* begin Provided records *
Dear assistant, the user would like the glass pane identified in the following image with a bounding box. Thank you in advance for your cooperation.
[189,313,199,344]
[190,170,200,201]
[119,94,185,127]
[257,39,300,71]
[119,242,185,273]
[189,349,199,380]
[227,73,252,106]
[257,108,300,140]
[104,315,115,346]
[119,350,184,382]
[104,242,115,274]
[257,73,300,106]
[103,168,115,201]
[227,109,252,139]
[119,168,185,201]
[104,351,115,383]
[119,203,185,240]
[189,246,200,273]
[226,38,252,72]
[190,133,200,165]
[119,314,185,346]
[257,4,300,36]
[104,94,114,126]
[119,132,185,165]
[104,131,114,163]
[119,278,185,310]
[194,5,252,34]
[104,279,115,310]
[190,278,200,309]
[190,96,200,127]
* end Provided records *
* begin Provided records *
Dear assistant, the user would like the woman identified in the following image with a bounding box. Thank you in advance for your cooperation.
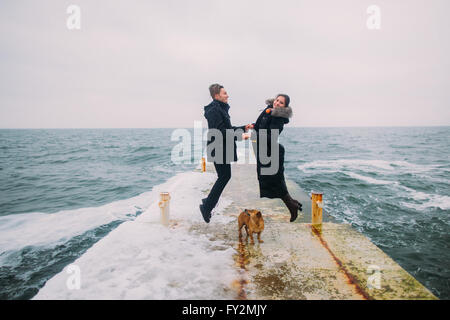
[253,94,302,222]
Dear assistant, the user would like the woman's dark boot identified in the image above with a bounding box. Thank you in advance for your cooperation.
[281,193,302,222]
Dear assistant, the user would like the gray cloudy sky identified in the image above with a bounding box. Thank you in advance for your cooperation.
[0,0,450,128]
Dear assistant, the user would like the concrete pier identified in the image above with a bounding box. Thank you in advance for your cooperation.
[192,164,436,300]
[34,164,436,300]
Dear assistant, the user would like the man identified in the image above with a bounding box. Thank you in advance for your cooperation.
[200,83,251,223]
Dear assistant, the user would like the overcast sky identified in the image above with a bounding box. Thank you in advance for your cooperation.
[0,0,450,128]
* end Provided records *
* begin Provided records *
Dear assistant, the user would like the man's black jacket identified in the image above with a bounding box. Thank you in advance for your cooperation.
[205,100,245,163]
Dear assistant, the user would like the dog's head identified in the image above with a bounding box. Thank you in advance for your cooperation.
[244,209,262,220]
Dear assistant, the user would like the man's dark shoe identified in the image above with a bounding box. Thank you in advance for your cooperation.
* end Provided records *
* Goal: Update the lines starting at the one that contains "Dear assistant, the user would like the glass" and ending at the one that contains "[104,351,115,383]" by changing "glass pane" to "window pane". Return only those lines, otherwise unchanged.

* The result:
Dear assistant, the user would like the window pane identified in the following image with a bounding box. Thank you in advance for your cooperation.
[189,313,199,344]
[190,170,200,201]
[119,94,185,127]
[257,39,300,71]
[119,242,185,273]
[189,349,199,380]
[227,73,252,106]
[257,108,300,140]
[104,315,115,346]
[119,350,184,382]
[104,242,115,274]
[257,73,300,106]
[103,168,115,201]
[227,109,252,139]
[119,168,185,201]
[104,351,115,383]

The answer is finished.